## START

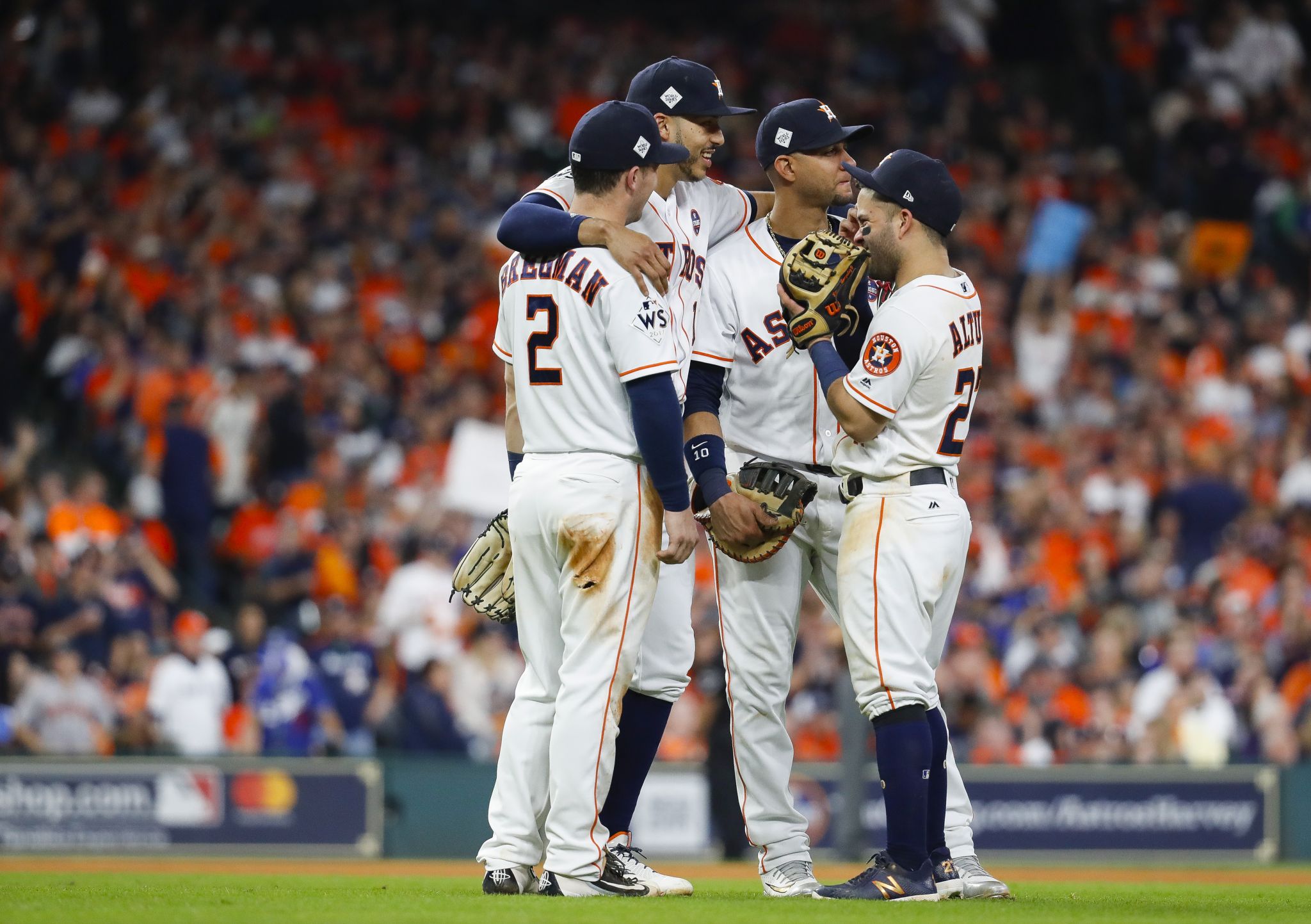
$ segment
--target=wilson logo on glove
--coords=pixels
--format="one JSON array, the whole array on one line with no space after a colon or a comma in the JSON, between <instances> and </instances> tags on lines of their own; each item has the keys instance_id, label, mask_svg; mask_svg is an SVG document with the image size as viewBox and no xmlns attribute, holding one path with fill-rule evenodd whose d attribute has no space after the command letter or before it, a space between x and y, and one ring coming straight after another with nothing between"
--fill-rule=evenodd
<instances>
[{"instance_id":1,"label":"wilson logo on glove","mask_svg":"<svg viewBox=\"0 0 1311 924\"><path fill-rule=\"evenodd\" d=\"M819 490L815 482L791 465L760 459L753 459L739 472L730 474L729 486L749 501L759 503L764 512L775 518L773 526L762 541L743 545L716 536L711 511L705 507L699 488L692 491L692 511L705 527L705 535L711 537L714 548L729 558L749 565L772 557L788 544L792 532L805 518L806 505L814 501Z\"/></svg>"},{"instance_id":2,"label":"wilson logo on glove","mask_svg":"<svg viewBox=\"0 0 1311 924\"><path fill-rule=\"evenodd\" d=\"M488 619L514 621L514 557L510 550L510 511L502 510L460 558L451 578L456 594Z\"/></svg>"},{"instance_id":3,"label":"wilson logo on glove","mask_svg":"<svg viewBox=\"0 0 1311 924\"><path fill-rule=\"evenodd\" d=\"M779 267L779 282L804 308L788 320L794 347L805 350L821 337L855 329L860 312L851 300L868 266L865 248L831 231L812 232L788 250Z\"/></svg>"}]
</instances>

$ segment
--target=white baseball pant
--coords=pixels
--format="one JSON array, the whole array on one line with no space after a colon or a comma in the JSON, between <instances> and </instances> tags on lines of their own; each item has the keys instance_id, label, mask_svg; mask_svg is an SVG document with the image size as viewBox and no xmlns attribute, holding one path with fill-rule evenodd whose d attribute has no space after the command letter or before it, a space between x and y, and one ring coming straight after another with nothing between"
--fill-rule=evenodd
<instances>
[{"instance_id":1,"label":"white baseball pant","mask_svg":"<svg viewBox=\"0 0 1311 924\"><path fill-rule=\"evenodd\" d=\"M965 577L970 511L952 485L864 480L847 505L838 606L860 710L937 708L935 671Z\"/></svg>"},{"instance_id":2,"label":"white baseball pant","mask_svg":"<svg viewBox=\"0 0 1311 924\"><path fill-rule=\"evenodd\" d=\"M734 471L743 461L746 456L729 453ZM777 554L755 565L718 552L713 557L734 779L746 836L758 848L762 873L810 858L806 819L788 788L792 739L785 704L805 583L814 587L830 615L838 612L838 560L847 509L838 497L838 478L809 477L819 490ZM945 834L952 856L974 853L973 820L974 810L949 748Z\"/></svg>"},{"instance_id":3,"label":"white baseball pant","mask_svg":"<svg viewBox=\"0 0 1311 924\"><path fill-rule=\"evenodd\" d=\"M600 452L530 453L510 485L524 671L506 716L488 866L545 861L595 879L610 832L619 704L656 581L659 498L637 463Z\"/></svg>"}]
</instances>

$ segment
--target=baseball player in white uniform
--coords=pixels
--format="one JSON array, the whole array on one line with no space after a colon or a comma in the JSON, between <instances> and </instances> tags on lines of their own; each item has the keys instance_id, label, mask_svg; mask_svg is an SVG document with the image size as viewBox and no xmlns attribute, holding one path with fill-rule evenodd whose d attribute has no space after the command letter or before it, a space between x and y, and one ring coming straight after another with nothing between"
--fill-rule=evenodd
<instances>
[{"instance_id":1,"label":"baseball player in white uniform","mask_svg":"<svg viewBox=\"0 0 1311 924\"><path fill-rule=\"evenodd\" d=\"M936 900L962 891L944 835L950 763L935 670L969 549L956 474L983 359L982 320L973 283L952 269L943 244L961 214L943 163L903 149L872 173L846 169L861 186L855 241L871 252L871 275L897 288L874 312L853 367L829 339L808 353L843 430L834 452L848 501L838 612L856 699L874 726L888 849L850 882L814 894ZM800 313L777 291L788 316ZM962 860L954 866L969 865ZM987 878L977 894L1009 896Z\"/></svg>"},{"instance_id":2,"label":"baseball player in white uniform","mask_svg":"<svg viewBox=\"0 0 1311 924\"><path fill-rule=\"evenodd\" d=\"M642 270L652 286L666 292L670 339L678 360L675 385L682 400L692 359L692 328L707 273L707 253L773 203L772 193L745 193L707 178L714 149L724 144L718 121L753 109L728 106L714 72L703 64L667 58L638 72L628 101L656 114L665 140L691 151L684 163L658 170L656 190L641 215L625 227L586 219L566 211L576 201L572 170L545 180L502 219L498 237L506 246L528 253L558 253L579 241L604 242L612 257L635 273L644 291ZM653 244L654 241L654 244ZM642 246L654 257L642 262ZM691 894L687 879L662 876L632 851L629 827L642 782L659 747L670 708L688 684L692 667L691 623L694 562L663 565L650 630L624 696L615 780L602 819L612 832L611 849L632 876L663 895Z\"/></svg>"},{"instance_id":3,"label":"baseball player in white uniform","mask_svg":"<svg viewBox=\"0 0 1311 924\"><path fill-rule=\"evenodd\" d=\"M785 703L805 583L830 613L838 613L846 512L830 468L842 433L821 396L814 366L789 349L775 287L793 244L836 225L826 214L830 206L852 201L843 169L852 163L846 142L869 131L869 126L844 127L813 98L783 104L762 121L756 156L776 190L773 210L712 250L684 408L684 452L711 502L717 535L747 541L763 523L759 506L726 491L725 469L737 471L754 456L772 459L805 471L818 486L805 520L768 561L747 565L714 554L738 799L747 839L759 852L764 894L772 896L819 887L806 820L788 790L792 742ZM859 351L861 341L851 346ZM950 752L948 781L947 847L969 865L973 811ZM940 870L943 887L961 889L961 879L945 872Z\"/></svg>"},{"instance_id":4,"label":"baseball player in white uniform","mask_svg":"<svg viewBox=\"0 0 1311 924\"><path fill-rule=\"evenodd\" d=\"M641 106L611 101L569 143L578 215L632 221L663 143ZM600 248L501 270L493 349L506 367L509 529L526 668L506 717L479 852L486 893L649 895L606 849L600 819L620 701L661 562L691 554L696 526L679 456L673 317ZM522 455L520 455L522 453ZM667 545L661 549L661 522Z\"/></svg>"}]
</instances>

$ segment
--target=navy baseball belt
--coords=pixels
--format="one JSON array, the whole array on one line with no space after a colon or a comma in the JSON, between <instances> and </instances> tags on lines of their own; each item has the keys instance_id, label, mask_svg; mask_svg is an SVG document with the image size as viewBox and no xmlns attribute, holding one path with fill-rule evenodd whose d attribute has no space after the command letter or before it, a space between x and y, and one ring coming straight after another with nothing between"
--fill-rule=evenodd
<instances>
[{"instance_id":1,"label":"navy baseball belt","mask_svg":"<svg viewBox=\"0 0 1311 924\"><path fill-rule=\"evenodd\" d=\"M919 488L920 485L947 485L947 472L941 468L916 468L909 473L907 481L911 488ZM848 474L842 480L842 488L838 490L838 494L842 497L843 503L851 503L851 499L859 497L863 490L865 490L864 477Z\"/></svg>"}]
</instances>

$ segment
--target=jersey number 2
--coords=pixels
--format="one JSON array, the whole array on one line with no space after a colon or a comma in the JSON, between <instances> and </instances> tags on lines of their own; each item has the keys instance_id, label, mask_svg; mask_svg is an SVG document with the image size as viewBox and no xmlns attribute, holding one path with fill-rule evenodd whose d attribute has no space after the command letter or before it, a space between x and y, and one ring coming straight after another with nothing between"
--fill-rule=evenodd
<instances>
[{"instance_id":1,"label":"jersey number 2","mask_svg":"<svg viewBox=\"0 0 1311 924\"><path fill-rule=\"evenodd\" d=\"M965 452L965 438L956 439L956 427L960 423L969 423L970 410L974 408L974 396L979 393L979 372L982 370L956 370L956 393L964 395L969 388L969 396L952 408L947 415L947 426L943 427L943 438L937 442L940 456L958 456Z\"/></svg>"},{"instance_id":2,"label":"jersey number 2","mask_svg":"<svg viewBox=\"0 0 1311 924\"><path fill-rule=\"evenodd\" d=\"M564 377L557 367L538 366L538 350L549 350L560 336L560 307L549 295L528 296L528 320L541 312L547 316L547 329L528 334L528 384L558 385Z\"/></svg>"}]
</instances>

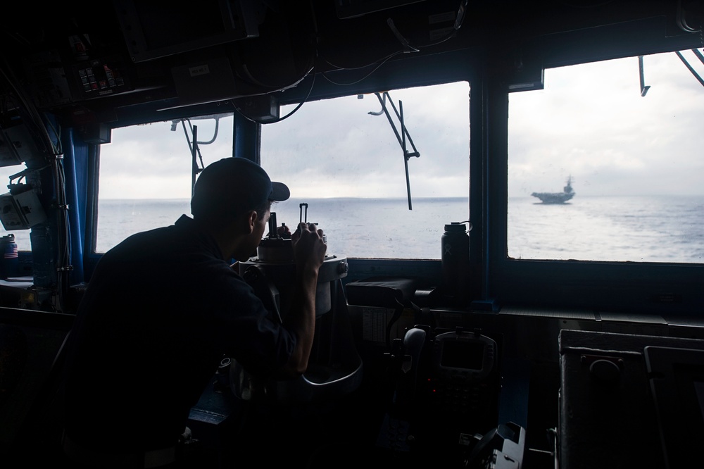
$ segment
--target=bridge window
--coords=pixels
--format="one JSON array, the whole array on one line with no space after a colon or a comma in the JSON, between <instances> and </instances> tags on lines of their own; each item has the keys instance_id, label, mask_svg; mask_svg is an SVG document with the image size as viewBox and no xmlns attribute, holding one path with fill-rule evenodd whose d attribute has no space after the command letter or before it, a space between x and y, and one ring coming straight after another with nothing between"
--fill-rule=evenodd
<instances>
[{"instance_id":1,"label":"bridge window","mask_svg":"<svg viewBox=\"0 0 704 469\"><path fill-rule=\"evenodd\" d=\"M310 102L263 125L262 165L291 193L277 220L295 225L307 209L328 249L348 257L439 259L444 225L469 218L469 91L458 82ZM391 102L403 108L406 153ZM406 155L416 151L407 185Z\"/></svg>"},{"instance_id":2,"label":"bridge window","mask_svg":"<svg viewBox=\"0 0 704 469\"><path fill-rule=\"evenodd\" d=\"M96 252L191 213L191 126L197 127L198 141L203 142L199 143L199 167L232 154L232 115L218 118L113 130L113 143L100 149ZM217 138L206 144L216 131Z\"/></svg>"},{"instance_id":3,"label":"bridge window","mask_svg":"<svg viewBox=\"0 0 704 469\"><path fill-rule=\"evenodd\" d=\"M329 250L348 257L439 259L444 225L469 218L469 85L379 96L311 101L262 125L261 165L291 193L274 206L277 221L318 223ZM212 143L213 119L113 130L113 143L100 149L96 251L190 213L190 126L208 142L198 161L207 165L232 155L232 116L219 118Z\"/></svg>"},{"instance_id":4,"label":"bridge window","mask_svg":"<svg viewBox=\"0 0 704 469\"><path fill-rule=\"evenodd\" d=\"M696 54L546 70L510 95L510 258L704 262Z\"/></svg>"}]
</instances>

## END

**Set task**. Extract every line of the entries above that contains the string "target", and reproduce each one in full. Only exact-case matches count.

**Result of the exercise**.
--target=wilson logo on glove
--target=white baseball pant
--target=baseball player in white uniform
--target=navy baseball belt
--target=jersey number 2
--target=bridge window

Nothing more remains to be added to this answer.